• What this task involves:
Print out the data below. Do not alter a single line.

• Records provided:
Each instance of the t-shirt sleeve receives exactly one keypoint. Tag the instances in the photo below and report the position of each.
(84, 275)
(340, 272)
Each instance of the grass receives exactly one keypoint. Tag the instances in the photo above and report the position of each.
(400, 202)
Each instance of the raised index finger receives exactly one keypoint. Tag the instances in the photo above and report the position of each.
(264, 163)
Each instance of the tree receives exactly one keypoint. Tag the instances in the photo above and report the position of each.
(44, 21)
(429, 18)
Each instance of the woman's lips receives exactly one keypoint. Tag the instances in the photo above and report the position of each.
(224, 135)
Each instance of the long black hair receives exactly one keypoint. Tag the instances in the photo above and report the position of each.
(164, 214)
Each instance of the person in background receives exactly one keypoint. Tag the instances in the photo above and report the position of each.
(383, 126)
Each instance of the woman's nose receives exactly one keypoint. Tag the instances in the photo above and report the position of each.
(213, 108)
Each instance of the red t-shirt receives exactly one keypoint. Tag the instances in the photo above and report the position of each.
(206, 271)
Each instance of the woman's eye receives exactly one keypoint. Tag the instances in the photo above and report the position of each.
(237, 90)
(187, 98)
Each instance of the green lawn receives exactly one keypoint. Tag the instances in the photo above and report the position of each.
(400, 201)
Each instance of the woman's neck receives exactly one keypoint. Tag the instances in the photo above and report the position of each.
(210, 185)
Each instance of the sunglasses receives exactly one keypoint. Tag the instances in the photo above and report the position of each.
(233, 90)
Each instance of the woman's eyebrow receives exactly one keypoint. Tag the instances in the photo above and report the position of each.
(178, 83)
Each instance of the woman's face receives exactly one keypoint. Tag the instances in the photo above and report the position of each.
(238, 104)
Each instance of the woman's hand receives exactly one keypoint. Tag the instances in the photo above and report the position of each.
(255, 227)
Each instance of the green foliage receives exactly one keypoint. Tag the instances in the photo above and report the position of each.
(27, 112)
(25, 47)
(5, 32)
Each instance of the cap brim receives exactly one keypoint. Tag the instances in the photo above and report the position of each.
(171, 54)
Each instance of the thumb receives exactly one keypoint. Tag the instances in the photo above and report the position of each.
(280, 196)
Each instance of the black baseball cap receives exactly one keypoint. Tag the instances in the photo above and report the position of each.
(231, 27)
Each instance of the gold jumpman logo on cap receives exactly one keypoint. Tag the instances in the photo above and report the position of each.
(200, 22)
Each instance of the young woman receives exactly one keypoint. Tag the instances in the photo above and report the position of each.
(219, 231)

• Output:
Each instance of the t-shirt sleeve receives exactly one keypoint. Tag the instances in the photo below and report the position of each.
(84, 275)
(340, 272)
Each instance of the grass receives exactly one keypoint. Tag the instances in the photo above and report the position of each.
(400, 202)
Each instance of the raised index finger receives exactly one keypoint. Tag the instances in the photo above and report the position of each.
(264, 163)
Each instance of the tree receives exactly one keypoint. Tag the instances in the photo above and report the position of each.
(44, 21)
(429, 18)
Each instance of the woman's lips receives exactly one keypoint. Tag the instances in the photo above and report the position of each.
(224, 135)
Each instance of the long black hair receives exactly one keypoint. Tag the instances in the photo above and report the position of each.
(164, 214)
Each instance of the person in background receives exactly one keypoint. Tag the instances in the photo above and report the position of each.
(383, 126)
Each instance of the woman's nose receives exactly one keypoint. Tag the instances in the photo above and report the position of each.
(213, 108)
Each instance of the red t-shirt receives exactly one keypoint. Tag the instances in the photo above and report the position of each.
(206, 271)
Each instance of the woman's eye receives exactly one keypoint. Tag the instances in the photo above and report the position of each.
(237, 90)
(187, 98)
Each instance of the green lawn receives exactly one keypoint. Tag the instances in the photo above and report the position of each.
(400, 201)
Each instance of the woman's neck receives exactly one keypoint. Tag the instances in the photo above and report the position of each.
(210, 185)
Each instance of the sunglasses receives exactly one keypoint. Tag the instances in the photo above and report the position of each.
(233, 90)
Each instance of the woman's eyebrow receives exactly one keypoint. Tag the instances in the photo above and report the position of each.
(178, 83)
Each instance of the woman's face receives exactly one keypoint. Tag the instances in the photo above and report the position of each.
(238, 104)
Each instance of the woman's hand receives exactly one keypoint. Tag the instances in the photo above and report the position of each.
(255, 227)
Each instance of the green foliage receives exactly one keypoint. Tag the instances in the photo above and report the position of each.
(27, 112)
(25, 47)
(5, 32)
Each instance of the cap brim receives exactly one keypoint. Tag the instances in the photo above and report the position of each.
(171, 54)
Each instance of the thumb receives exactly one keypoint. Tag the instances in the photo above and report the position of each.
(280, 196)
Each instance of the black baseball cap receives exactly one keypoint. Tag the instances in the photo above and report the position of each.
(231, 27)
Each instance of the gold jumpman logo on cap receives exactly one keypoint. Tag the instances in the photo above and report the position of each.
(200, 22)
Each instance of the young woman receives exactly one keypoint. Tag the instances in the photo above and report the position of each.
(219, 231)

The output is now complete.